■ Estratto della pagina:

# # #

Ieri al Circolo si è parlato di differenza di generi e, a parte qualche riflessione che ho sentito troppo antica o come diceva Ceci troppo distante da noi (come si fa a rivendicare il diritto al congedo di paternità in un momento storico in cui i padri il lavoro lo perdono, ce l'hanno precario o non lo posseggono affatto?), alcuni concetti mi sono piaciuti.
Quello di "conflitto" per esempio, che non è litigio o violenza ma confronto e ricerca di armonia. Armonia intesa non come complementarietà, anzi, ma come cammino verso un equilibrio. Una parola bellissima equilibrio.
Un altro termine che ho sentito subito fare effetto sui miei pensieri è stato "alleanza" e stamane, cercando in rete, ho trovato questa intervista ad Erri che ne parla subito, a proposito del suo rapporto con le donne:
http://errideluca.free.fr/Intervista%20isabella.htm
Bellissimo, a mio parere, il passaggio in cui dice "...due estranei più o meno coetanei che non vengono dalla stessa famiglia, che non si conoscono e che si scelgono, stabiliscono alleanza e futuro".
Con questo mio post non voglio, intendiamoci, sparare a zero sull'universo femminile (del quale per altro sono fiera di fare parte), solo mi pare alquanto riduttivo inscatolare tutte le difficoltà che le donne affrontano ogni giorno in un problema di differenze tra maschio e femmina.

# # #

■ Dati forniti:
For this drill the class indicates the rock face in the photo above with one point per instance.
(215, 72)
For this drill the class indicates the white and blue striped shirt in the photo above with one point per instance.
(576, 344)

# # #

■ Il tuo compito: Riprendi il post sulla differenza tra i generi e continualo a partire dalla sua ultima frase. Il materiale non fa parte del post e va considerato a sé.

■ Risposta all'esercizio:
Sempre ieri sera si parlava, con una punta di disapprovazione, della risposta che le più giovani danno (ancora) oggi alla domanda "cosa cerchi in un uomo?". Di solito è "protezione". So bene che la donna dovrebbe proteggersi da sola, accettarsi, vivere la propria vita nel rispetto di se stessa e delle sue esigenze, ma perché, in tutto questo, non può desiderare due antiche braccia forti pronte ad aiutarla nelle prove in cui si sente perduta? Mica è reato dire "non ce la faccio, aiutami tu". Io credo che le difficoltà più grosse, per me, nel vivere le cose di ogni giorno, siano state causate proprio dal non saper chiedere aiuto, dal non saper dire ho bisogno di te, di qualcosa di più, di una mano sicura. Con la convinzione di dover diventare l'emancipata ragazza "che non deve chiedere mai" ho passato anni a cercare la protezione che non ho avuto dai maschi di casa, senza però domandarla mai. Una fatica e una frustrazione continue quando sarebbe stato più semplice dire "mi aiuti?"...che non significa "sono donna, quindi inferiore, non è che puoi coccolarmi e proteggermi tu uomo virile?", significa semplicemente accettare in prima persona i propri bisogni, prendersene cura e non chiuderli in un cassetto.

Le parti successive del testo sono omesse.